__Work instruction A__. List the places that the cannabis column names in the sentence beginning "We hope Ask A Stoner can help demystify."
__Work instruction B__. Continue the cannabis column from the point where it stops.

__Excerpt provided__.
+---+

Ask A Stoner: How Do I Get A Medical Cannabis Card In D.C.?


Cannabis. Weed. Ganja. Terms we all know colloquially, but for some, knowledge of the Devil’s Lettuce hardly extends beyond what they’ve seen in cult flicks like Pineapple Express. 

To help educate cannabis novices and experienced pot users alike, The Outlaw Report is launching Ask A Stoner, a weekly column that answers our readers’ most burning questions. We hope Ask A Stoner can help demystify the ever-shifting, oft-misunderstood world of cannabis as policies evolve in D.C., Maryland, and Virginia.

For this first installment, we’ll start with the basics: How to get a medical cannabis card in the District of Columbia.

In D.C., there are two ways to purchase cannabis.

You can either pop into one of the dozens of unlicensed “gray-market” shops around town, or you can get a medical cannabis card, and head to one of the District’s seven licensed medical dispensaries.

Gray-market dispensaries usually sell you a cheap, legal item that comes with a free “gift” of cannabis. For instance, you might buy a $60 sticker in order to receive a gift of an eighth-of-an-ounce of pot. (By the way, that’s about enough to roll three to six joints.)

+---+

__Records__.
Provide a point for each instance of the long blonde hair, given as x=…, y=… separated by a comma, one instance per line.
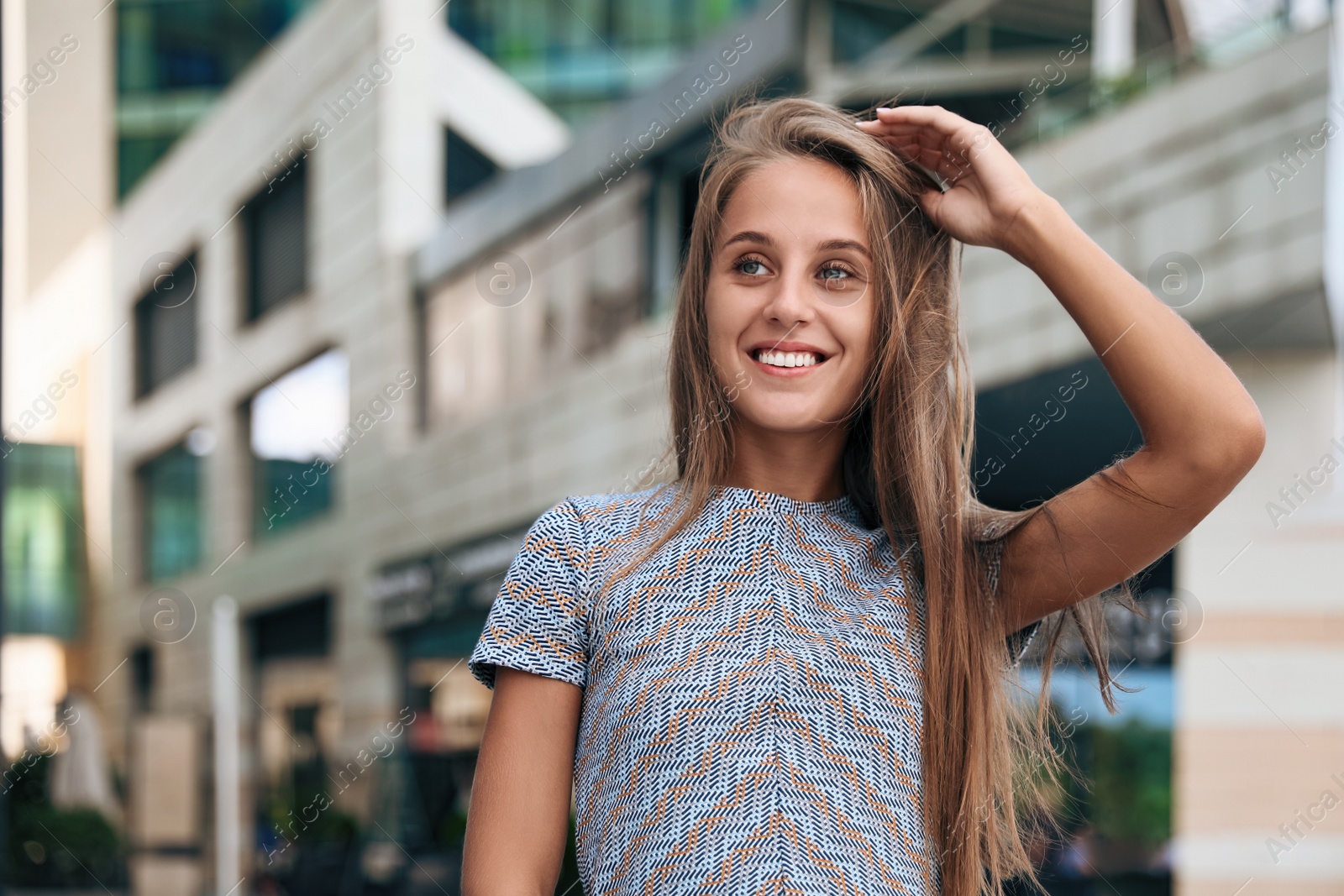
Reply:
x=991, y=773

+---+

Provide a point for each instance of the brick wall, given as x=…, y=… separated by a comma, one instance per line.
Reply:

+---+

__Answer A__. D.C., Maryland, and Virginia

__Answer B__.
Though that eighth is advertised as free, you’re really paying full price—the purpose of the whole gifting dance is only to help unlicensed shops avoid issues with the law. And here’s why: Technically, only licensed medical dispensaries are authorized to sell cannabis in the District. But a well-known provision in D.C. law allows weed to be gifted, and gray-market dispensaries rely on that loophole to stay in business.

Many D.C. residents purchase cannabis at the unlicensed dispensaries, but some pot users—especially those with health issues—prefer taking the medical route. 

For that, you’ll need a D.C. medical cannabis card, which may seem a bit convoluted and intimidating. But fear no more! As your stoner-in-residence, I ventured into the unknown to clear up the haze.

First off, you’ll need to visit the District’s info page to check that you qualify for a card. Here’s what you’ll need:

  • Two proofs of residency. I used my D.C. driver’s license and my apartment lease. It’s a winning combo if, like me, your license doesn’t have your latest address because you’ve moved around D.C. six times in the past three years.

  • An approval letter from a certified medical cannabis doctor. You can do this part the hard way by finding your own doctor, making an appointment, and filling out the application. Or you can hire a third-party company to do all that for you.

There are many different services—each with their own fees and odd legalese—but one relatively straightforward service is Veriheal

For $200, the company paired me up with a doctor, set up my appointment, and got me an instant approval letter. And for an extra $10, they sent my information to D.C.’s Medical Cannabis Program. Within three days, I had a digital copy of my medical cannabis card in hand.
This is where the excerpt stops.